To do >>
Reproduce every one of the following items line for line, with no changes.

Listed entries >>
* * * * * * * * *
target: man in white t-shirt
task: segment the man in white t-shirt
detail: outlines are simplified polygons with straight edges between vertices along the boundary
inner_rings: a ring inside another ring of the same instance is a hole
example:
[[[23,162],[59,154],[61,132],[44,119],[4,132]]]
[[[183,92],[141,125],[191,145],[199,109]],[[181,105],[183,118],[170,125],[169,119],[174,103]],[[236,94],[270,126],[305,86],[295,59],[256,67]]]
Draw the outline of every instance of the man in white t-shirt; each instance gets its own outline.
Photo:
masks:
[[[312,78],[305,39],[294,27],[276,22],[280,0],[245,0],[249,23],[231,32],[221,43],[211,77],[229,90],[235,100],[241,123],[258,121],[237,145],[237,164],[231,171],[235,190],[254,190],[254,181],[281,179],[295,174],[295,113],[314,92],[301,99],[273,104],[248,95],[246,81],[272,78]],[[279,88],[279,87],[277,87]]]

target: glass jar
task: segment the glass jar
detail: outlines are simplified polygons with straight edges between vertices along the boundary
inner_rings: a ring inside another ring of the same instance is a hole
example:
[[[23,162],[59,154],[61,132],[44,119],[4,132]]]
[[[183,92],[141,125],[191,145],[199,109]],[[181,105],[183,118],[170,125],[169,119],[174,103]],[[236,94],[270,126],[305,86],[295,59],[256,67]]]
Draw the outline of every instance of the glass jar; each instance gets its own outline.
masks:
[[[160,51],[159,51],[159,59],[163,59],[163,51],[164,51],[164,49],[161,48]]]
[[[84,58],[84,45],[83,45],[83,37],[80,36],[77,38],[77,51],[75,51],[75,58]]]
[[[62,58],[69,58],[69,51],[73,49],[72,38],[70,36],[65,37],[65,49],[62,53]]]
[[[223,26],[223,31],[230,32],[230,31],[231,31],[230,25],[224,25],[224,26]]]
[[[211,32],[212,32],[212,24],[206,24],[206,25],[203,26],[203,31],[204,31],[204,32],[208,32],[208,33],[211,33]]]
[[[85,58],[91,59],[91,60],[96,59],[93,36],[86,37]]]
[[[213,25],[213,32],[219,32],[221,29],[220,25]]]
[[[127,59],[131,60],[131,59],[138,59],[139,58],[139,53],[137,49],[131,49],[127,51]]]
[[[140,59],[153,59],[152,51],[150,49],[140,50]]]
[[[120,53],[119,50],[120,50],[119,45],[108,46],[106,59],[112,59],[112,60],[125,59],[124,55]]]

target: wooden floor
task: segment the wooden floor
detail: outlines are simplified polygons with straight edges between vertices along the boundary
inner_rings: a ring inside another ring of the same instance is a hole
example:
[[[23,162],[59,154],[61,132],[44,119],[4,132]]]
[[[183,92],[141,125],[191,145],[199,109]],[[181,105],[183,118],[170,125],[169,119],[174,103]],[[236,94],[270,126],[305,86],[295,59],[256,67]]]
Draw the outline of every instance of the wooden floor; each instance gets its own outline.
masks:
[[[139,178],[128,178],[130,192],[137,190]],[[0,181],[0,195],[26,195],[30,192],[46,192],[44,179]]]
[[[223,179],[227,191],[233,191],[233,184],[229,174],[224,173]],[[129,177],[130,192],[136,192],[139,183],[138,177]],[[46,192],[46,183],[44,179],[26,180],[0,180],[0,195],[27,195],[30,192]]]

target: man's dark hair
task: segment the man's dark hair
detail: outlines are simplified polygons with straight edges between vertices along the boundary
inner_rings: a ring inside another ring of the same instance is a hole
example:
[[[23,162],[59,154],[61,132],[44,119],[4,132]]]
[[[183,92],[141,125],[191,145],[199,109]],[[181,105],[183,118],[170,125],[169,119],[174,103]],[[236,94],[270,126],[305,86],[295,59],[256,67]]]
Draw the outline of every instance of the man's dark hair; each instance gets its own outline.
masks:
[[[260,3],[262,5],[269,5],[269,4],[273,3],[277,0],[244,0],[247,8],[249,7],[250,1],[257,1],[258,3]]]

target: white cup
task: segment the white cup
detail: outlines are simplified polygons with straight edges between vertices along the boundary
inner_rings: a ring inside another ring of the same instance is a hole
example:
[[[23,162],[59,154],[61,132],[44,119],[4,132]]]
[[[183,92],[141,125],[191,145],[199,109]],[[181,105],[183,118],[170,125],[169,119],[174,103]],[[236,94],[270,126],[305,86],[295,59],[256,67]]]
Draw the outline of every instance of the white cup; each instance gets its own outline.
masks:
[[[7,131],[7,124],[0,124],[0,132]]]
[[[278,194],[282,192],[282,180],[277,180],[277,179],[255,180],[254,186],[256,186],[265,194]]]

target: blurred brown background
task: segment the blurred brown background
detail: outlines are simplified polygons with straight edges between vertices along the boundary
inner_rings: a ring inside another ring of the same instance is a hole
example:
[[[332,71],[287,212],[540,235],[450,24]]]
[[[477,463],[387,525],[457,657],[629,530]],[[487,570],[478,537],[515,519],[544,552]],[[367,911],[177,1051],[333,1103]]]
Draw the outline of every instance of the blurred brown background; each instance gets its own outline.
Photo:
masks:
* * * * * * * * *
Full answer >>
target: man in white t-shirt
task: segment the man in white t-shirt
detail: outlines are simplified polygons with straight edges between vertices along the boundary
inner_rings: a ring inside another ring of the same instance is a hole
example:
[[[23,162],[59,154],[61,132],[44,119],[4,132]]]
[[[183,92],[141,125],[191,145],[199,109]],[[181,105],[183,118],[170,125],[169,119],[174,103]],[[236,94],[270,126],[305,86],[295,59],[256,67]]]
Draw the outline of every instance of the man in white t-shirt; each instance gets its own outline.
Photo:
masks:
[[[312,78],[305,39],[294,27],[276,22],[280,0],[245,0],[249,23],[231,32],[221,43],[211,77],[229,90],[235,100],[241,123],[258,121],[237,145],[237,164],[231,171],[235,190],[254,190],[254,181],[281,179],[295,174],[295,113],[314,92],[301,99],[273,104],[248,95],[246,81],[272,78]],[[279,88],[279,87],[277,87]]]

target: glass jar
task: segment the glass jar
detail: outlines are simplified polygons with straight edges between vertices along the boundary
inner_rings: a ring inside another ring of the same instance is a hole
example:
[[[23,162],[59,154],[61,132],[44,119],[4,132]]]
[[[183,92],[141,125],[191,145],[199,109]],[[181,105],[183,118],[170,125],[169,119],[174,103]],[[236,94],[270,126],[305,86],[295,59],[256,67]]]
Draw the outline of every instance of the glass jar; each instance gets its own outline.
masks:
[[[160,51],[159,51],[159,59],[163,59],[163,51],[164,51],[164,49],[161,48]]]
[[[84,58],[84,45],[83,45],[83,37],[80,36],[77,38],[77,51],[75,51],[75,58]]]
[[[62,58],[69,58],[69,51],[73,49],[72,38],[70,36],[65,37],[65,49],[62,53]]]
[[[223,26],[223,31],[230,32],[230,31],[231,31],[230,25],[224,25],[224,26]]]
[[[211,32],[212,32],[212,24],[206,24],[206,25],[203,26],[203,31],[204,31],[204,32],[208,32],[208,33],[211,33]]]
[[[85,58],[91,59],[91,60],[96,59],[93,36],[86,37]]]
[[[213,25],[213,32],[219,32],[221,29],[220,25]]]
[[[127,59],[131,60],[131,59],[138,59],[139,58],[139,53],[137,49],[131,49],[127,51]]]
[[[140,59],[153,59],[152,51],[150,49],[140,50]]]
[[[120,53],[119,50],[120,50],[119,45],[108,46],[106,59],[112,59],[112,60],[125,59],[124,55]]]

target: wooden floor
task: segment the wooden floor
detail: outlines are simplified polygons with straight edges between vertices along the boundary
inner_rings: a ring inside another ring of the same instance is a hole
example:
[[[23,162],[59,154],[61,132],[44,119],[4,132]]]
[[[183,92],[141,125],[191,145],[199,109]],[[181,105],[183,118],[170,125],[169,119],[174,103]],[[236,94],[270,126],[305,86],[295,59],[256,67]]]
Draw the outline of every instance of the wooden floor; each instance gets its own outline.
masks:
[[[139,178],[128,178],[130,192],[137,190]],[[0,181],[0,195],[26,195],[30,192],[46,192],[44,179]]]
[[[223,179],[227,191],[233,191],[233,184],[229,174],[224,173]],[[129,177],[130,192],[136,192],[139,183],[138,177]],[[46,192],[46,183],[44,179],[26,180],[0,180],[0,195],[27,195],[30,192]]]

target: man's dark hair
task: segment the man's dark hair
detail: outlines are simplified polygons with straight edges between vertices along the boundary
inner_rings: a ring inside another ring of the same instance is a hole
example:
[[[23,162],[59,154],[61,132],[44,119],[4,132]]]
[[[183,92],[141,125],[191,145],[199,109]],[[181,105],[183,118],[170,125],[169,119],[174,103]],[[236,94],[270,126],[305,86],[295,59],[256,67]]]
Draw the outline of every instance of the man's dark hair; each instance gets its own outline.
masks:
[[[260,3],[262,5],[269,5],[269,4],[273,3],[277,0],[244,0],[247,8],[249,7],[250,1],[257,1],[258,3]]]

target: white cup
task: segment the white cup
detail: outlines are simplified polygons with straight edges between vertices along the boundary
inner_rings: a ring inside another ring of the same instance is a hole
example:
[[[23,162],[59,154],[61,132],[44,119],[4,132]]]
[[[183,92],[141,125],[191,145],[199,109]],[[181,105],[183,118],[170,125],[169,119],[174,103]],[[236,94],[270,126],[305,86],[295,59],[256,67]]]
Draw the outline of every instance of the white cup; each instance gets its own outline.
masks:
[[[7,131],[7,124],[0,124],[0,132]]]
[[[278,194],[282,192],[282,180],[277,180],[277,179],[255,180],[254,186],[256,186],[265,194]]]

target: blurred brown background
task: segment the blurred brown background
detail: outlines are simplified polygons with straight edges between vertices along the boundary
inner_rings: a ring inside another ring of the same instance is a hole
example:
[[[332,71],[287,212],[540,235],[450,24]]]
[[[477,463],[387,525],[457,657],[629,530]],[[487,570],[478,537],[515,519],[544,552]],[[367,911],[177,1051],[333,1103]]]
Draw the outline of every instance of the blurred brown background; each instance gets its own outline.
Photo:
masks:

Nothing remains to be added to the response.